ASUS P5N-EM HDMI LGA 775 NVIDIA GeForce 7100/nForce 630i HDMI Micro ATX Intel Motherboard

It is about 50 bucks cheaper but has a different on board video. This has NVIDIA GeForce 7100 as compared to Intel GMA X3500 on other board. The reviews say that it should ok for Blu ray play. This board will also do 8 channel sound and HDMI. 

What do you think?


----------



## CrackerJack (Jun 26, 2008)

I been thinking about building a HTPC also. This was what i would go with or do for myself

Nice dual core (AMD 5000+)
Atleast 2Gb of Ram (800Mhz or higher)
Just a simple Motherboard (atleast one pci-e slot)
SATA Hard Drive (300Gb or higher)
LG or ASUS blu-ray player
Decent Video Card (A card with HDMI output will work really good, it's HD and it's supplys 7.1 surround sound) So any HD series with HDMI will work fine.


----------



## sunny (Jun 26, 2008)

CrackerJack said:


> I been thinking about building a HTPC also. This was what i would go with or do for myself
> 
> Nice dual core (AMD 5000+)
> Atleast 2Gb of Ram (800Mhz or higher)
> ...



I am not too far off. I just don't want an overkill. I am putting together
E4300 (Dual Core)
2 GB RAM (I will have to check speed but I think it's around 600 MHz)) 
ASUS motherboard (one of the two listed above)
500 GB local storage (plus 1 TB NAS)
LG player
HDMI built in on board (have a spare 2600PRO just in case)
Antec NSK 2480 HTPC case


----------



## ktr (Jun 27, 2008)

sunny said:


> http://www.newegg.com/Product/Product.aspx?Item=N82E16813131229.
> ASUS P5N-EM HDMI LGA 775 NVIDIA GeForce 7100/nForce 630i HDMI Micro ATX Intel Motherboard
> 
> What do you think?



3 memory slots with 4gb support . That is a weird combination, I doubt it runs in dual channel (which means a 10-15% performance loss). 

Edit: I was right, it's not dual channel. Plus the g35's gpu (x3500) is directX 10.


----------



## CrackerJack (Jun 27, 2008)

ktr said:


> 3 memory slots with 4gb support . That is a weird combination, I doubt it runs in dual channel (which means a 10-15% performance loss).
> 
> Edit: I was right, it's not dual channel. Plus the g35's gpu (x3500) is directX 10.



+1 Agree, Get a a board the supports dual channel. Single is just a waste


----------



## sunny (Jun 27, 2008)

Glad I checked with you guys. I missed that part.


----------
= = = =
■ **To be done**:
[1] Repeat word for word the part of the HTPC forum thread that opens with the words containing "I am not too" and closes with "just in case)".
[2] In the HTPC forum thread, what case does sunny plan to use for the build?
The records below were taken from a separate source.
= = = =
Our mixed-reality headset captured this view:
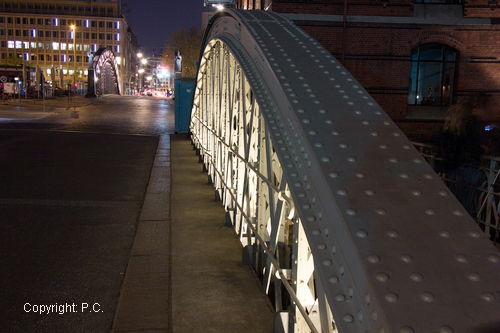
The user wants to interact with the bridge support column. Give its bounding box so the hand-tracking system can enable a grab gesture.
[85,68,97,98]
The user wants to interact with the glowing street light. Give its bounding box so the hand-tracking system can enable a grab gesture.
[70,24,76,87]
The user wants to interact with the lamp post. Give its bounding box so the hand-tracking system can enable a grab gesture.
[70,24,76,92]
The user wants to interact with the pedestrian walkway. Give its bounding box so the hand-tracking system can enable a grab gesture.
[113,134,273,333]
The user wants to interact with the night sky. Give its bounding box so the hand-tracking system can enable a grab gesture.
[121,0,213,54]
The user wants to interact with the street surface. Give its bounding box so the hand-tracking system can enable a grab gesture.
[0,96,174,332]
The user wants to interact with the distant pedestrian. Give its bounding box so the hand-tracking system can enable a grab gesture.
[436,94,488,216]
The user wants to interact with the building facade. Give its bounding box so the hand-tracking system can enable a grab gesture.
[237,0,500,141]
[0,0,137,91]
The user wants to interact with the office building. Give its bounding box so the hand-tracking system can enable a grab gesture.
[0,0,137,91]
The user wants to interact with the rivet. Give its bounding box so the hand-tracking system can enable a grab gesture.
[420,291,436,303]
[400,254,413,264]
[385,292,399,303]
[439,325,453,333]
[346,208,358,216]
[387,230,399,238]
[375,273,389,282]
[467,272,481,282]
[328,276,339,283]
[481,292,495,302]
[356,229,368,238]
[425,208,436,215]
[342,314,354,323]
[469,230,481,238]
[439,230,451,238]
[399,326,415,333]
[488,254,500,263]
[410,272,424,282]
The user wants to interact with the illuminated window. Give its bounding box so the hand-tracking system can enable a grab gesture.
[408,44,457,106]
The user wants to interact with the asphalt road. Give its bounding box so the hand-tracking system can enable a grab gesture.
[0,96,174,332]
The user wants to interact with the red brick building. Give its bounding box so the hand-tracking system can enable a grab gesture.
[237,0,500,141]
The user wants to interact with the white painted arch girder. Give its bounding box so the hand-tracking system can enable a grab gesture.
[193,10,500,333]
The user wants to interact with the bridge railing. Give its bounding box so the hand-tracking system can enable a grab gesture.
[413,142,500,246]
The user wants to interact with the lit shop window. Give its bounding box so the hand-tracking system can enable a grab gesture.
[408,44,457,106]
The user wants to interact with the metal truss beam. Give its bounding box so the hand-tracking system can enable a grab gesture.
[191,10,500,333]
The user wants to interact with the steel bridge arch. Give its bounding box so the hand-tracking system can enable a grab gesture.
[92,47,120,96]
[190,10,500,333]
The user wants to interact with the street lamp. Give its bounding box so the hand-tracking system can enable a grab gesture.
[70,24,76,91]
= = = =
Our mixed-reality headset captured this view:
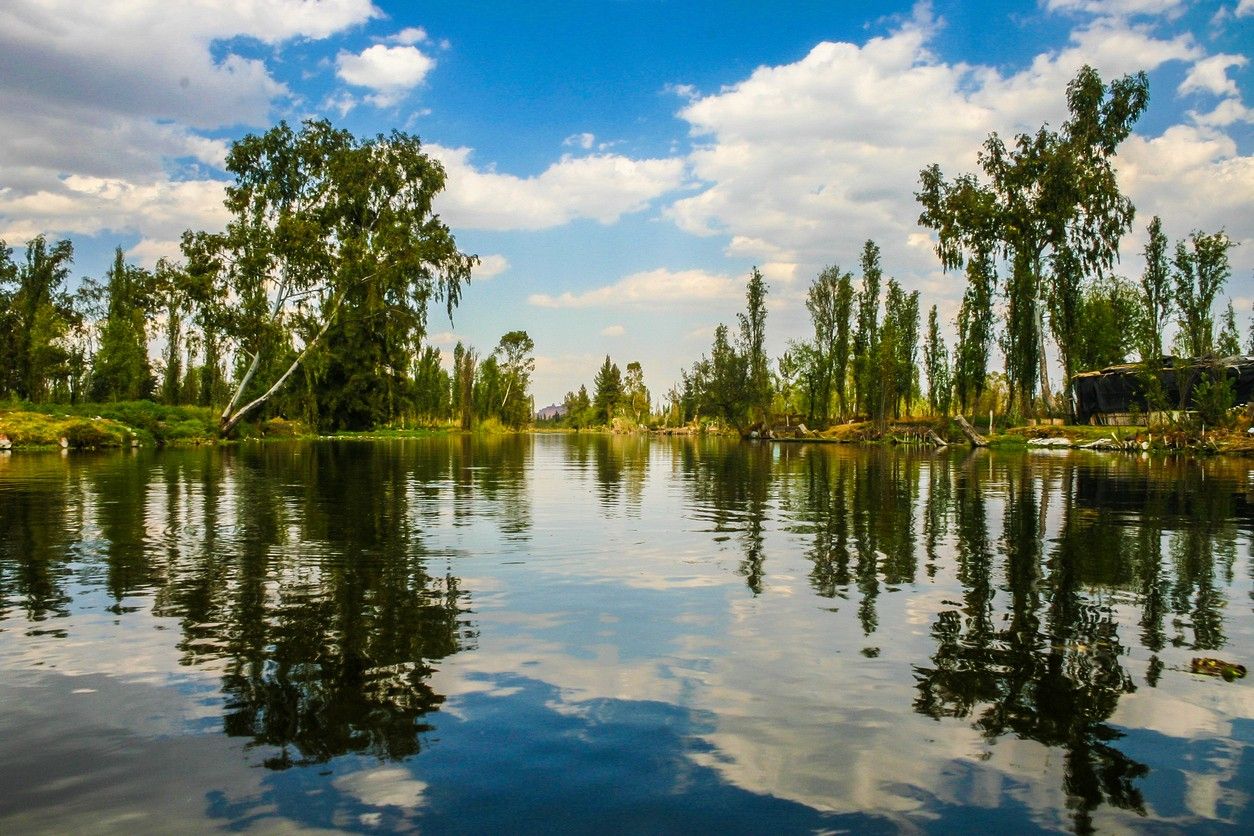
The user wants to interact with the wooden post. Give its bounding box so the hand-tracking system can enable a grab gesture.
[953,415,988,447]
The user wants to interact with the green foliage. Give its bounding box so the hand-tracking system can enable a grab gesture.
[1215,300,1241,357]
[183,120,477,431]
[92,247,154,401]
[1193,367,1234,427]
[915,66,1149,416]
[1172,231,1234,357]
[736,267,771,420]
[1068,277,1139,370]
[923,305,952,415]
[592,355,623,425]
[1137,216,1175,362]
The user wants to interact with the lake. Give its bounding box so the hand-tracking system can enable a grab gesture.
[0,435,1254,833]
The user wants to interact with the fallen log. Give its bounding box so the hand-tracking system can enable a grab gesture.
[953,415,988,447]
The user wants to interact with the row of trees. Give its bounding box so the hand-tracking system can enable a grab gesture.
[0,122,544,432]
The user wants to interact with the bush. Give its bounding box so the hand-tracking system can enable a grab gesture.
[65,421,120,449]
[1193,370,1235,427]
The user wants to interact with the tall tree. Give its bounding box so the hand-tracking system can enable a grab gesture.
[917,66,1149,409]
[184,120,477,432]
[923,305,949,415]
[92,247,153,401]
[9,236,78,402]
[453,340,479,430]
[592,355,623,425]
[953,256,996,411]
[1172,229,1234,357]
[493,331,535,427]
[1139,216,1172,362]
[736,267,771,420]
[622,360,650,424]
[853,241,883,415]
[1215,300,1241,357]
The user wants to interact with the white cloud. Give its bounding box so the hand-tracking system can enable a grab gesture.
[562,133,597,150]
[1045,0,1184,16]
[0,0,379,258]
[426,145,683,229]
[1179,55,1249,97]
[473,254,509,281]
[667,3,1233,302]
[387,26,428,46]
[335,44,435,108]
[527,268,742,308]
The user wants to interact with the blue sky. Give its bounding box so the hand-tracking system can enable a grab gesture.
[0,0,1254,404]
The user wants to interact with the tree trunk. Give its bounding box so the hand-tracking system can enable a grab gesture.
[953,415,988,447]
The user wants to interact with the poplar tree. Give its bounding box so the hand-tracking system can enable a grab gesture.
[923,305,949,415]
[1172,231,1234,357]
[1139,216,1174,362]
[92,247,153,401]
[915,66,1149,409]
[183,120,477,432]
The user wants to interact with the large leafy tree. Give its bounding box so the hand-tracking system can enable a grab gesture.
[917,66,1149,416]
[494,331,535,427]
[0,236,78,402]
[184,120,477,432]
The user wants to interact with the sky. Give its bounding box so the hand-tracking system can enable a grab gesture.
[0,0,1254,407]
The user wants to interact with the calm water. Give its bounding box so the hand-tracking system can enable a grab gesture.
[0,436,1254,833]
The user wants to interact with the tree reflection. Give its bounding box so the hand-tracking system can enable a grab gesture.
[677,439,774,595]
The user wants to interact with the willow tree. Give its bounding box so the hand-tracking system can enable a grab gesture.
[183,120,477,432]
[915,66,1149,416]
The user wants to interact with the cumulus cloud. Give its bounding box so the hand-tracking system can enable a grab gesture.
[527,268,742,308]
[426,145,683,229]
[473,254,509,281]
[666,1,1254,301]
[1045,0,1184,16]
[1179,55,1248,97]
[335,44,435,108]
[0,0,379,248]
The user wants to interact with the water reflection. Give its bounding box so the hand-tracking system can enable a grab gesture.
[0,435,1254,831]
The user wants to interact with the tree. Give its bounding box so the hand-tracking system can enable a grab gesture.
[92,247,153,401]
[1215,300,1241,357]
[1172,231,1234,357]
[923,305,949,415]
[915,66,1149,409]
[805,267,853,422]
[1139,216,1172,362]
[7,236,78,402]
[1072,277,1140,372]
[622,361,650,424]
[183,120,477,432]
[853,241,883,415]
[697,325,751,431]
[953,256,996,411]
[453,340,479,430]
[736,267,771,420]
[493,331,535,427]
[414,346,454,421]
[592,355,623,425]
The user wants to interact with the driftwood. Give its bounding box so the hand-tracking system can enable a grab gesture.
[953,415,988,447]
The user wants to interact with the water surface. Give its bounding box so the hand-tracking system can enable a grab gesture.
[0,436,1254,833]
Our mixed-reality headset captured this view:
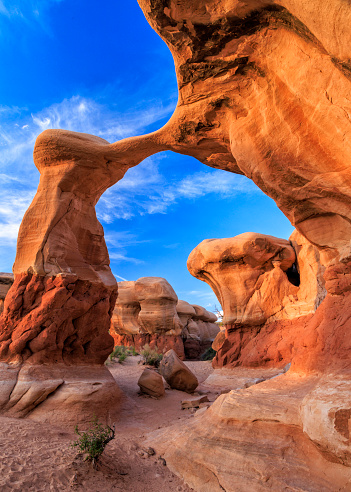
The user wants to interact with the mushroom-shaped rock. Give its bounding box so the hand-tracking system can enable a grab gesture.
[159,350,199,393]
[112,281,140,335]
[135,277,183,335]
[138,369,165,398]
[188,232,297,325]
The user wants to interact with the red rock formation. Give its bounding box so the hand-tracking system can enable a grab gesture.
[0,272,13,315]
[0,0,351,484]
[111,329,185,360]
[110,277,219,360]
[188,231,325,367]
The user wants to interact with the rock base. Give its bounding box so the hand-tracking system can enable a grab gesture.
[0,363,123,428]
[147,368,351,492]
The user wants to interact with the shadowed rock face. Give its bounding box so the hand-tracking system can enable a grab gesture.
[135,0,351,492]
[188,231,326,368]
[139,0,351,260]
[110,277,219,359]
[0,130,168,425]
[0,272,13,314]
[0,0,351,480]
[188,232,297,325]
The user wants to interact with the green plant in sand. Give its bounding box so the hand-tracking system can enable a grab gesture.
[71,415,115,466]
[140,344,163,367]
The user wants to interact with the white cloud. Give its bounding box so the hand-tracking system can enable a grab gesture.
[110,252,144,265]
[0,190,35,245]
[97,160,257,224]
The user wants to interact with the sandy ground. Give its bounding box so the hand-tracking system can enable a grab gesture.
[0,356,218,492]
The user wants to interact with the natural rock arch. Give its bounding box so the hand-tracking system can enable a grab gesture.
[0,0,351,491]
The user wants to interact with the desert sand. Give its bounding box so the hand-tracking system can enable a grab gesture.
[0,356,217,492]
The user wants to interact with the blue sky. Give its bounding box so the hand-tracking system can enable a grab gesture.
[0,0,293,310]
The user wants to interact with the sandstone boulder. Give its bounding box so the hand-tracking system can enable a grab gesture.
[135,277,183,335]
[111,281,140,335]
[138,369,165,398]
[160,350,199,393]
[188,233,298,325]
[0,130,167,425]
= = = =
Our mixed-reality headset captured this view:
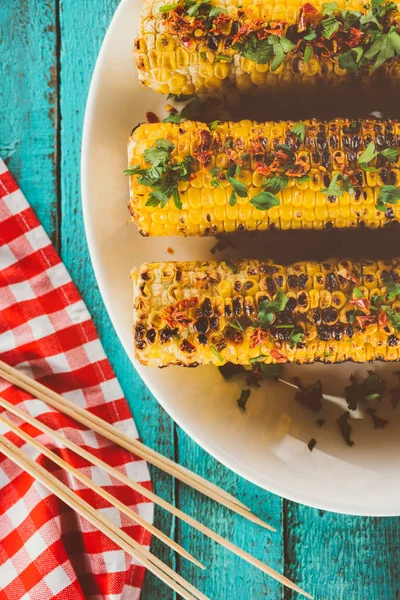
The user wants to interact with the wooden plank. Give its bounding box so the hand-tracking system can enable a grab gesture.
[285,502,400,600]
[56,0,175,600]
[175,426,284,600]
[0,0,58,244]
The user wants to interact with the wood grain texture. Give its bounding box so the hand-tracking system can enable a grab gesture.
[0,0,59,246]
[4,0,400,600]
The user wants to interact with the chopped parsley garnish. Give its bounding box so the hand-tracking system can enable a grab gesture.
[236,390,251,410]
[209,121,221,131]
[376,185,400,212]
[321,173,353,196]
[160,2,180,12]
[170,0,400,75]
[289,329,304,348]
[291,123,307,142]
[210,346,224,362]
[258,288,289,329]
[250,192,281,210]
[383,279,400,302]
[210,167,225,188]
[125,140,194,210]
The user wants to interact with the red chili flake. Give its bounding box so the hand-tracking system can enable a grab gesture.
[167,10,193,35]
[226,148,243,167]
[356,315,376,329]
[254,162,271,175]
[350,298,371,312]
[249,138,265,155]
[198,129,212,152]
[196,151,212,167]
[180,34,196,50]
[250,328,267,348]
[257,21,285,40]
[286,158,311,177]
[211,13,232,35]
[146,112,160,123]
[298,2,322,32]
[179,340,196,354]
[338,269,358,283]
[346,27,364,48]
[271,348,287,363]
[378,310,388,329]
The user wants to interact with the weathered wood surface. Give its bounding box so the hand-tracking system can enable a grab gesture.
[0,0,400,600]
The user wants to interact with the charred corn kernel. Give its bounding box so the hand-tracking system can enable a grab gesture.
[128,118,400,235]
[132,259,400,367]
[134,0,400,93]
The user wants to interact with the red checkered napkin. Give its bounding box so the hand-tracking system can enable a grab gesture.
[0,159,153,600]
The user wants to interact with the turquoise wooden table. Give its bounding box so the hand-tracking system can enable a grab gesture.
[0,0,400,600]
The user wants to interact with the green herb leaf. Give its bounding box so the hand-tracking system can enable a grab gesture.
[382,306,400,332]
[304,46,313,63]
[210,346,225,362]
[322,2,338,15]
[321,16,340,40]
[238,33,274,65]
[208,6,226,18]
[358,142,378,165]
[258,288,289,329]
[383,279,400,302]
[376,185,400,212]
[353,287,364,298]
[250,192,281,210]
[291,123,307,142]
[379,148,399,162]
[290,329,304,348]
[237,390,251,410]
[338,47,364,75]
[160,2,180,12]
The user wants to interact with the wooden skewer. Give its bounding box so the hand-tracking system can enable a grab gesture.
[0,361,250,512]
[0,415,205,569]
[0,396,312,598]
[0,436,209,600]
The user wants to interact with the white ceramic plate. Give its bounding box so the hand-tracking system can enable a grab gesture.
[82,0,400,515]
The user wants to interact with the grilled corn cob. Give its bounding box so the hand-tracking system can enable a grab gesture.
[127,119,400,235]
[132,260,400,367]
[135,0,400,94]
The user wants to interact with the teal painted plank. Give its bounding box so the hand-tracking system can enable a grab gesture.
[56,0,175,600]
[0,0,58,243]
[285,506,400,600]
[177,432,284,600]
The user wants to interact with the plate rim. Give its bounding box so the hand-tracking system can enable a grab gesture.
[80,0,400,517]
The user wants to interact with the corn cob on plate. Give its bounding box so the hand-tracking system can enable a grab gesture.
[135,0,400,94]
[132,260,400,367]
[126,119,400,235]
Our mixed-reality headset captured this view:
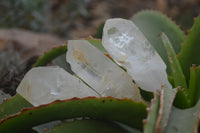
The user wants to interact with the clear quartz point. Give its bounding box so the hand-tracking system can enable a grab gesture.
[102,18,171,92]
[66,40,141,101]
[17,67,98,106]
= = = =
■ **Responses by task**:
[1]
I am not too far off. I just don't want an overkill. I am putting together
E4300 (Dual Core)
2 GB RAM (I will have to check speed but I think it's around 600 MHz)) 
ASUS motherboard (one of the two listed above)
500 GB local storage (plus 1 TB NAS)
LG player
HDMI built in on board (have a spare 2600PRO just in case)

[2] An Antec NSK 2480 HTPC case.